> **STATED EXERCISE**: Convert every line of the items below into a JSON list of strings, one string per line, and leave out any blank lines.

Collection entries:
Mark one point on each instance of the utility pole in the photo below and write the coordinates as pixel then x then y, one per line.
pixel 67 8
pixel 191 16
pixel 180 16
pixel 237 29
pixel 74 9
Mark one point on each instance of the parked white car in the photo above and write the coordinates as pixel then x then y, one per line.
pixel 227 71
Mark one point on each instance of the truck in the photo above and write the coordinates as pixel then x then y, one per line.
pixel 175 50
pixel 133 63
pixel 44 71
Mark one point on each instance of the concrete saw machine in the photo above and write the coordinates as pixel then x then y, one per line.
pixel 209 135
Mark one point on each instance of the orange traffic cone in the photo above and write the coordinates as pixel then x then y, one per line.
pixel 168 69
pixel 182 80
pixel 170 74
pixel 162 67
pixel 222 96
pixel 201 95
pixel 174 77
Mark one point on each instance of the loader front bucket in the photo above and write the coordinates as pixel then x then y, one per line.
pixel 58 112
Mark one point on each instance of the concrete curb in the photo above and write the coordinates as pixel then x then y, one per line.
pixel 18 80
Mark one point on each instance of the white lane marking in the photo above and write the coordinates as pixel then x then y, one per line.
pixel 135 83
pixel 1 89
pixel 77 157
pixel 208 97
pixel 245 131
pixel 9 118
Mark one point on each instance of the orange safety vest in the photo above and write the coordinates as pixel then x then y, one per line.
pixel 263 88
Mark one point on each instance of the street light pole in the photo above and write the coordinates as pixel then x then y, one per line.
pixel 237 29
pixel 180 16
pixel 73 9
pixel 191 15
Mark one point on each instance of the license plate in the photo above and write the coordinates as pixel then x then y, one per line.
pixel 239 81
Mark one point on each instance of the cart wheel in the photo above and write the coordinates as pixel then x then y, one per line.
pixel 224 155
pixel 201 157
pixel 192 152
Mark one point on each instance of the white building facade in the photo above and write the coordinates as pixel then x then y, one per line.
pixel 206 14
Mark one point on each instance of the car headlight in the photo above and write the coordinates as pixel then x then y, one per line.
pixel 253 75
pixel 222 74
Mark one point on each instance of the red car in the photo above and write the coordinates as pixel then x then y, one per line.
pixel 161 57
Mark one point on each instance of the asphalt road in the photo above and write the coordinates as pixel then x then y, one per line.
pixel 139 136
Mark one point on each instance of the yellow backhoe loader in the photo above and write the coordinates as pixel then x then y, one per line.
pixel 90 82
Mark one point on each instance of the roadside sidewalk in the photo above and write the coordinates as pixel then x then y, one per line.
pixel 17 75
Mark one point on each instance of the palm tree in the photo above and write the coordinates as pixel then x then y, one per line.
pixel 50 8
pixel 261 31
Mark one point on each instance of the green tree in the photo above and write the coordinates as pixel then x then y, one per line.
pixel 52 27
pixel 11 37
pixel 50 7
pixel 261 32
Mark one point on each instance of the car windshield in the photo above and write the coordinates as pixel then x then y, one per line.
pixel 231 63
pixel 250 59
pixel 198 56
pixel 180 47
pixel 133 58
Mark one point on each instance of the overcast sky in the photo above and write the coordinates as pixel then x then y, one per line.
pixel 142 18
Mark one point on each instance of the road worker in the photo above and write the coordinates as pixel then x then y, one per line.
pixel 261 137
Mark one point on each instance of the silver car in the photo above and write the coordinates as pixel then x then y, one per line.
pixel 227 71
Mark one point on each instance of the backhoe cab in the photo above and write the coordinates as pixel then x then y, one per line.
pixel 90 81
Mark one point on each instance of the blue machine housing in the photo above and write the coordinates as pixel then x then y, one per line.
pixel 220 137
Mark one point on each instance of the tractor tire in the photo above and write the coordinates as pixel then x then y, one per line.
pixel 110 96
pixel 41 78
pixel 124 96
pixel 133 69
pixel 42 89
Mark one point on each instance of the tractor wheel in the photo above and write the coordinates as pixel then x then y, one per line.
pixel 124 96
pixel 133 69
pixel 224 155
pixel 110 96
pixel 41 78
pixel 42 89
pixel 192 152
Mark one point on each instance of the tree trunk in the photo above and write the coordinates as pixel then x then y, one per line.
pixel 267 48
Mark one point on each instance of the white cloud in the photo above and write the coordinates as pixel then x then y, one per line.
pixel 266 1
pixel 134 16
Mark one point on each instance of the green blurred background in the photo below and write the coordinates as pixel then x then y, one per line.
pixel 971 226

> **CORRECT OUTPUT**:
[
  "Mark one point on each instance of the utility pole in the photo below and write the coordinates as pixel then x then y, one per line.",
  "pixel 67 8",
  "pixel 191 16",
  "pixel 180 16",
  "pixel 237 29",
  "pixel 74 9",
  "Mark one point on each instance of the parked white car in the photo above and write the coordinates as pixel then x then y, one per line.",
  "pixel 227 71",
  "Mark one point on each instance of the truck in the photo above and write the coordinates as pixel then x then y, one per line.",
  "pixel 175 50",
  "pixel 133 63",
  "pixel 44 71",
  "Mark one point on each instance of the concrete saw machine in the photo above and write the coordinates as pixel then x then y, one per line.",
  "pixel 209 135",
  "Mark one point on each instance of the orange traffic cone in the photo above and write the coordinates as pixel then x then y, one per line.",
  "pixel 168 69",
  "pixel 182 80",
  "pixel 170 74",
  "pixel 162 67",
  "pixel 222 96",
  "pixel 201 95",
  "pixel 174 77",
  "Mark one point on each instance of the loader front bucket in the photo above and write the coordinates as pixel then x then y, one per line.",
  "pixel 58 112",
  "Mark one point on each instance of the concrete curb in the photo above and write the coordinates as pixel then x then y, one per line.",
  "pixel 18 80",
  "Mark one point on each instance of the white lane marking in the photo above and write the coordinates as pixel then x then y, one per line.",
  "pixel 135 83",
  "pixel 1 89",
  "pixel 77 157",
  "pixel 208 97",
  "pixel 245 131",
  "pixel 9 118",
  "Mark one point on each instance of the orange safety vest in the photo above and write the coordinates as pixel then x then y, one per line.",
  "pixel 263 88",
  "Mark one point on each instance of the street light pole in the photo above and write the coordinates as pixel then x then y, one per line.",
  "pixel 237 29",
  "pixel 180 16",
  "pixel 73 9",
  "pixel 191 15",
  "Mark one point on each instance of the license plate in the photo above and write the coordinates as pixel then x then y, one per line.",
  "pixel 239 81",
  "Mark one point on each instance of the cart wheel in the photo above and write the coordinates as pixel then x then y, one per line.",
  "pixel 224 155",
  "pixel 201 157",
  "pixel 192 152",
  "Mark one point on each instance of the white building facade in the photo above and write the coordinates as pixel then x then y, one per line.",
  "pixel 206 14",
  "Mark one point on each instance of the car headlight in the photo above and write the coordinates as pixel then x then y, one per line.",
  "pixel 253 75",
  "pixel 222 74",
  "Mark one point on each instance of the red car in the photo above and write the coordinates as pixel then x then y, one per line.",
  "pixel 161 57",
  "Mark one point on each instance of the asphalt road in the photo above and write the coordinates as pixel then x then y, one per line.",
  "pixel 139 136",
  "Mark one point on each instance of the yellow backhoe loader in the photo above and write the coordinates as pixel then x then y, one per line.",
  "pixel 90 82",
  "Mark one point on each instance of the roadside sidewalk in the photo above and write the coordinates as pixel then x then y, one per line.",
  "pixel 17 75",
  "Mark one point on each instance of the palm tree in the photo above and write the coordinates as pixel then x then y, one per line.",
  "pixel 50 8",
  "pixel 261 31",
  "Mark one point on each instance of the green tree in the photo above and write the coordinates as pixel then x then y, one per line.",
  "pixel 52 27",
  "pixel 11 37",
  "pixel 50 7",
  "pixel 261 32",
  "Mark one point on each instance of the car windshield in the photo above and write the coordinates as pixel then x then y, one per line.",
  "pixel 231 63",
  "pixel 250 59",
  "pixel 198 56",
  "pixel 180 47",
  "pixel 133 58",
  "Mark one point on each instance of the overcast sky in the photo above and write the coordinates as pixel then x then y, one per line.",
  "pixel 142 18",
  "Mark one point on each instance of the road worker in the photo above and write the coordinates as pixel then x then y, one per line.",
  "pixel 261 137",
  "Mark one point on each instance of the silver car in the photo above and write the coordinates as pixel then x then y, one per line.",
  "pixel 227 71",
  "Mark one point on each instance of the backhoe cab in the photo above and write the coordinates as pixel then x then y, one per line.",
  "pixel 90 81",
  "Mark one point on each instance of the blue machine housing in the photo above and write the coordinates as pixel then x then y, one per line.",
  "pixel 220 137",
  "Mark one point on each instance of the tractor tire in the photo above and write the coordinates as pixel then x then y, one per line.",
  "pixel 110 96",
  "pixel 41 78",
  "pixel 124 96",
  "pixel 133 69",
  "pixel 42 89",
  "Mark one point on each instance of the tractor wheel in the photo above and write the coordinates as pixel then x then y, one per line.",
  "pixel 124 96",
  "pixel 133 69",
  "pixel 224 155",
  "pixel 110 96",
  "pixel 41 78",
  "pixel 42 89",
  "pixel 192 152",
  "Mark one point on each instance of the tree trunk in the photo above and write the coordinates as pixel then x then y, one per line.",
  "pixel 267 48",
  "Mark one point on each instance of the white cloud in the photo above and write the coordinates as pixel then x then y, one per line.",
  "pixel 266 1",
  "pixel 134 16",
  "Mark one point on each instance of the green blurred background in the photo below and write the coordinates as pixel then x then y, one per line.",
  "pixel 971 226"
]